--- EXTRAIT CHOISI ---
┌──

Australie : Les Orphelins du Commonwealth

samedi 21 novembre 2009.
 

De 1947 à 1967, des milliers d’enfants britanniques sont déportés dans le Commonwealth, en Australie notamment mais aussi dans d’autres pays de l’Empire britannique.

La plupart du temps, ces enfants sont déportés sans l’accord de leurs familles.

Des œuvres charitables catholiques, méthodistes et anglicanes organisent ce trafic avec le soutien du gouvernement. Le scandale éclate en 1986 par hasard.

Le film de Michael Jenkins intitulé les orphelins de Liverpool (The Leaving of Liverpool) tourné en 1992 s’inspire de cette tragédie.

Une déportation massive

A la fin de la Seconde Guerre mondiale, de nombreux britanniques confient leurs enfants à des orphelinats. Cette démarche est temporaire, le temps pour toutes ces familles de retrouver un toit et un travail. Mais, quand les parents reviennent chercher leurs enfants, la direction affirme qu’ils ont été adoptés par de riches familles.

└──

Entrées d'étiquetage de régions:
┌──

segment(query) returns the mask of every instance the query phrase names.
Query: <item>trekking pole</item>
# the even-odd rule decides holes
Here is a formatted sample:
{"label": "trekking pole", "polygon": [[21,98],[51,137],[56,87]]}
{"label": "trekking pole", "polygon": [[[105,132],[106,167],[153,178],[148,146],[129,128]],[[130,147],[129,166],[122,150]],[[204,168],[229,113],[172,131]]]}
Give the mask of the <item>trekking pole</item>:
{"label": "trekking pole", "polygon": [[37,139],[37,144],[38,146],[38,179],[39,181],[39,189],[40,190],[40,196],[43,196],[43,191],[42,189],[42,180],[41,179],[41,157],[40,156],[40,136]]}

└──

--- EXERCICES À RÉALISER ---
**1)** Pouvez-vous modifier les enregistrements en remplaçant « formatted sample » par « worked example », sans rien changer d'autre ?
**2)** Pouvez-vous prolonger le texte sur les orphelins du Commonwealth à partir de sa dernière phrase ?
Le texte et les enregistrements ne proviennent pas de la même source.

--- RÉSULTATS DES EXERCICES ---
**1)**
segment(query) returns the mask of every instance the query phrase names.
Query: <item>trekking pole</item>
# the even-odd rule decides holes
Here is a worked example:
{"label": "trekking pole", "polygon": [[21,98],[51,137],[56,87]]}
{"label": "trekking pole", "polygon": [[[105,132],[106,167],[153,178],[148,146],[129,128]],[[130,147],[129,166],[122,150]],[[204,168],[229,113],[172,131]]]}
Give the mask of the <item>trekking pole</item>:
{"label": "trekking pole", "polygon": [[37,139],[37,144],[38,146],[38,179],[39,181],[39,189],[40,190],[40,196],[43,196],[43,191],[42,189],[42,180],[41,179],[41,157],[40,156],[40,136]]}

**2)**
En réalité, ces enfants ont été incorporés dans des contingents d’orphelins afin d’être envoyés dans l’Empire.

On estime que 130 000 enfants ont été déportés entre 1947 et 1967 par la Grande-Bretagne dans ses colonies : Canada, Rhodésie, Nouvelle-Zélande et Australie.

La plupart sont de vrais orphelins mais environ 10 000 ont été envoyés outre-mer sans qu’on demande le consentement à leur famille.

35 organisations comme Barnados, l’Armée du Salut ou l’Eglise catholique organisent ces déplacements d’enfants. Le gouvernement britannique apporte son soutien financier à ce vaste trafic.

Officiellement, les orphelins doivent être accueillis par des orphelinats. Mais, à leur arrivés, ces structures ne sont pas encore construites. Aussi, les enfants sont-ils employés comme main d’œuvre.

De nombreux témoignages ont été recueillis depuis. Les anciens orphelins envoyés à Blindoon en Australie ont témoigné du travail harassant, des mauvais traitements, du fouet et des abus sexuels.

D’autres, trop traumatisés, se sont suicidés ou ont sombré dans la folie. Cet orphelinat était dirigé par le frère Keany.

Le scandale britannique

Ce n’est qu’en 1986 que le scandale a éclaté. On doit la vérité à Margaret Humphreys, une assistante sociale. Elle mène alors une recherche personnelle sur ses origines.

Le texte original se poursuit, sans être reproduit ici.